(Beginning of WORKING DATA)

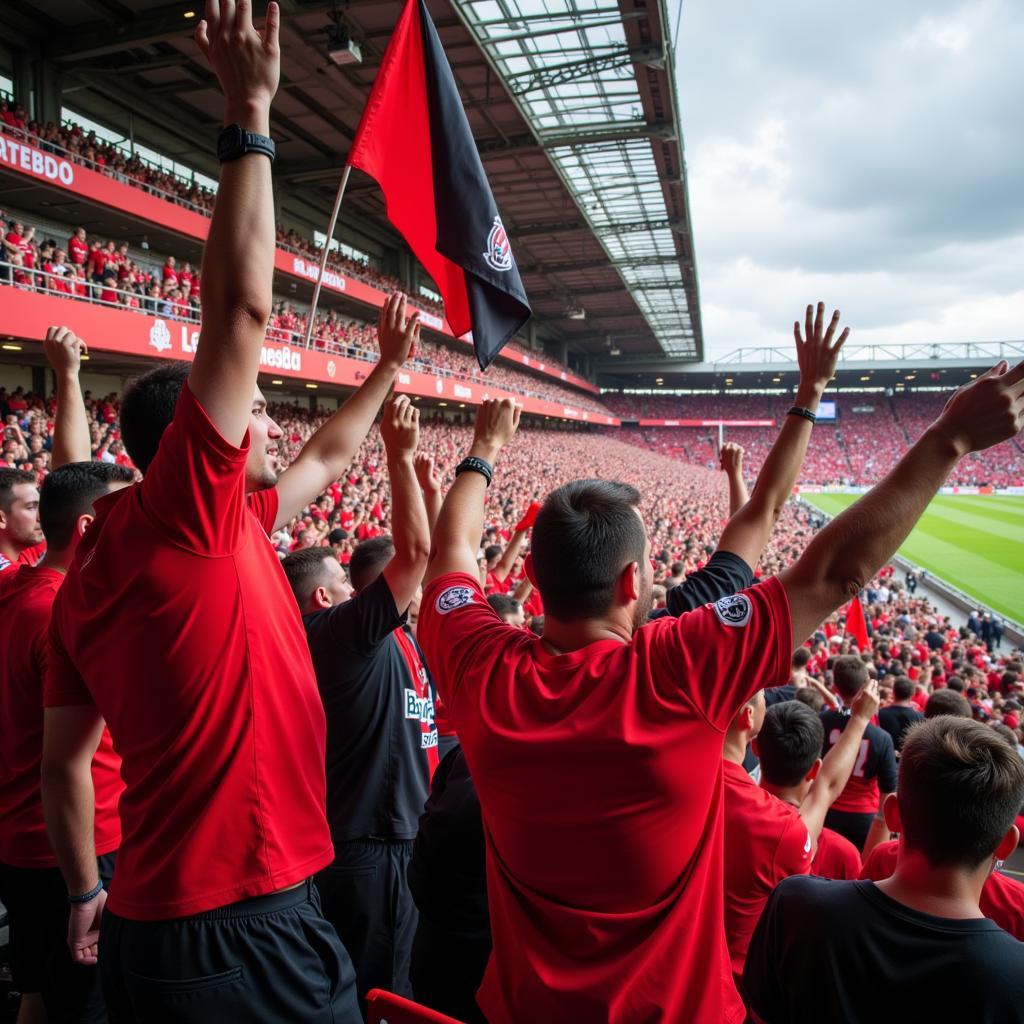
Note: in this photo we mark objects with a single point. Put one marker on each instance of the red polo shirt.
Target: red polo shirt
(600, 780)
(177, 622)
(765, 842)
(1001, 898)
(26, 599)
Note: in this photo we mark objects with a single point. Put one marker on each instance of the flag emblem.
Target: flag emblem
(499, 254)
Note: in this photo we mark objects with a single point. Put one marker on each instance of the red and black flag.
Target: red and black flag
(414, 138)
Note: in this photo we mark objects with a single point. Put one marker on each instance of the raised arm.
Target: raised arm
(839, 762)
(71, 425)
(731, 460)
(856, 544)
(410, 531)
(71, 736)
(238, 258)
(430, 483)
(748, 531)
(330, 452)
(457, 536)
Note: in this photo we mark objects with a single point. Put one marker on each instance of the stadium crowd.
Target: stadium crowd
(529, 725)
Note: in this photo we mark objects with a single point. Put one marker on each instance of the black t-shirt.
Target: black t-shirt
(844, 951)
(448, 875)
(377, 774)
(724, 576)
(879, 762)
(896, 720)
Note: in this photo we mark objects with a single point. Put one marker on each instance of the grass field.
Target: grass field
(976, 543)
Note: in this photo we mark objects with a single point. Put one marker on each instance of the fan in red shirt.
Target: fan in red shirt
(176, 625)
(771, 830)
(31, 885)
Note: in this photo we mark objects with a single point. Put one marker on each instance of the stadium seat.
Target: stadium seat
(386, 1008)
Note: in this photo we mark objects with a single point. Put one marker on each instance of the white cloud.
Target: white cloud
(868, 156)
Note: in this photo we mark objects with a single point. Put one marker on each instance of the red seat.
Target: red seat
(386, 1008)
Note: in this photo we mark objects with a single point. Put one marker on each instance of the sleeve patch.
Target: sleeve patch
(452, 598)
(733, 610)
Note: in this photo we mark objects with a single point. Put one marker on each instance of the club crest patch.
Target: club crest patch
(454, 597)
(499, 254)
(733, 610)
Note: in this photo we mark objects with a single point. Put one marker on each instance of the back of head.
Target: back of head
(947, 702)
(961, 787)
(70, 492)
(586, 534)
(849, 674)
(903, 688)
(305, 571)
(10, 478)
(790, 741)
(369, 560)
(147, 408)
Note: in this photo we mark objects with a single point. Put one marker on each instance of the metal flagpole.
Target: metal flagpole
(327, 249)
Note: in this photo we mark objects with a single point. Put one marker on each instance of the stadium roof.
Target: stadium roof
(572, 104)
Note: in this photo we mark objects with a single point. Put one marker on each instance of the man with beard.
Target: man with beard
(176, 625)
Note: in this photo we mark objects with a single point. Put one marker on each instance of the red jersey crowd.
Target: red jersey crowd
(522, 724)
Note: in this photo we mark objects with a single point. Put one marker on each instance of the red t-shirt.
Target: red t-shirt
(599, 774)
(1001, 898)
(177, 622)
(26, 598)
(766, 841)
(836, 857)
(28, 556)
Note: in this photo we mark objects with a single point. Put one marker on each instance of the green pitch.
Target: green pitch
(976, 543)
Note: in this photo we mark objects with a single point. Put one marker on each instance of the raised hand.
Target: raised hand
(246, 61)
(400, 427)
(816, 354)
(497, 421)
(396, 335)
(985, 412)
(426, 472)
(731, 457)
(64, 350)
(865, 704)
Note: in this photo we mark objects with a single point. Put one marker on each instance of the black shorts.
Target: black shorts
(36, 899)
(268, 958)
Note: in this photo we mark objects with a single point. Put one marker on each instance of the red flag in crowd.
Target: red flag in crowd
(856, 625)
(415, 139)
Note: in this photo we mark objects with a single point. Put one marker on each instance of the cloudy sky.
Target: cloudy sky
(869, 155)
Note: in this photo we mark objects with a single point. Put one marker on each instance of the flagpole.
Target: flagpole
(327, 249)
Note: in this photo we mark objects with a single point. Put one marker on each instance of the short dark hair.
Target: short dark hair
(849, 675)
(961, 786)
(70, 492)
(9, 479)
(369, 560)
(586, 534)
(947, 701)
(503, 604)
(903, 688)
(147, 408)
(790, 741)
(304, 570)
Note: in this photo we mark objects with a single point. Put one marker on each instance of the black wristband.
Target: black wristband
(471, 464)
(87, 897)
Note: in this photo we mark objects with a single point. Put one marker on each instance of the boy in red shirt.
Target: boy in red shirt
(175, 624)
(605, 889)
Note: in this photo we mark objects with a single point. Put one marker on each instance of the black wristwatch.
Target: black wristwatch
(235, 141)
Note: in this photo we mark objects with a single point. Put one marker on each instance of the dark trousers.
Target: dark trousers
(448, 971)
(271, 958)
(36, 899)
(851, 825)
(366, 897)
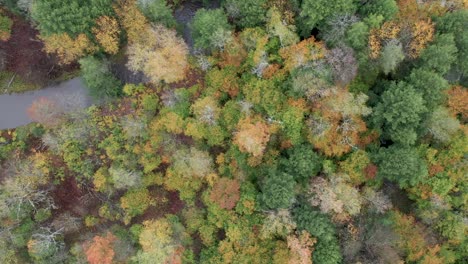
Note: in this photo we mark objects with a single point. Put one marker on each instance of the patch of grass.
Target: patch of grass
(11, 83)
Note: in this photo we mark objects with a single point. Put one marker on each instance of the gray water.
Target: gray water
(13, 107)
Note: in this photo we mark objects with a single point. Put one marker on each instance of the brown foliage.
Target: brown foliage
(107, 34)
(159, 54)
(131, 19)
(458, 101)
(226, 193)
(423, 32)
(252, 136)
(100, 250)
(301, 53)
(301, 248)
(389, 30)
(68, 49)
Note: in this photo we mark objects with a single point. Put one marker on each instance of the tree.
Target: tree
(45, 244)
(73, 17)
(455, 23)
(440, 55)
(132, 20)
(458, 101)
(158, 11)
(135, 202)
(452, 226)
(246, 13)
(334, 30)
(343, 64)
(430, 84)
(336, 122)
(422, 34)
(313, 13)
(357, 35)
(123, 178)
(386, 8)
(225, 193)
(303, 53)
(441, 125)
(159, 54)
(327, 249)
(278, 223)
(211, 29)
(158, 240)
(68, 49)
(107, 33)
(189, 170)
(301, 248)
(278, 190)
(335, 195)
(252, 136)
(302, 162)
(98, 78)
(392, 55)
(100, 250)
(5, 27)
(402, 165)
(399, 113)
(276, 27)
(206, 110)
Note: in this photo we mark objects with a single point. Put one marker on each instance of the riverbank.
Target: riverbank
(13, 107)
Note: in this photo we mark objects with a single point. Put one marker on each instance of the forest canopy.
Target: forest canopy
(246, 131)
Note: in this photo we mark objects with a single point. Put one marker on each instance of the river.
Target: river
(13, 107)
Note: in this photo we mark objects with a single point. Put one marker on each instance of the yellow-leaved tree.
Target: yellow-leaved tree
(107, 33)
(159, 54)
(67, 48)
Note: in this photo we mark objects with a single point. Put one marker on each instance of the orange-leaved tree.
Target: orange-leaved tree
(107, 33)
(100, 249)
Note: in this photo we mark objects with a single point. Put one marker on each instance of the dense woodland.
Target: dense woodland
(292, 131)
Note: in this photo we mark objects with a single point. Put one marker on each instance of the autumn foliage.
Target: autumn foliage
(252, 136)
(100, 249)
(107, 34)
(458, 101)
(68, 49)
(226, 193)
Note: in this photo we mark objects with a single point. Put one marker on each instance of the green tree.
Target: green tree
(452, 226)
(315, 12)
(392, 54)
(327, 249)
(211, 29)
(357, 35)
(455, 23)
(157, 11)
(278, 190)
(386, 8)
(246, 13)
(441, 125)
(99, 79)
(440, 55)
(402, 165)
(5, 27)
(399, 113)
(430, 84)
(302, 162)
(72, 17)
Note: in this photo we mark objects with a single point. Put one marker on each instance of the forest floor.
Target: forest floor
(24, 65)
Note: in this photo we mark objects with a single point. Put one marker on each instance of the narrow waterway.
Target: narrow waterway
(13, 107)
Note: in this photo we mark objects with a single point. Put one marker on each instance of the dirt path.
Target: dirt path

(End of WORKING DATA)

WORK TASK ▸ Every line in the data above that contains the word "dirt" should be copied.

WORKED SOLUTION ▸
Note: in this photo we mark objects with a single point. Put one marker on each instance of the dirt path.
Target: dirt path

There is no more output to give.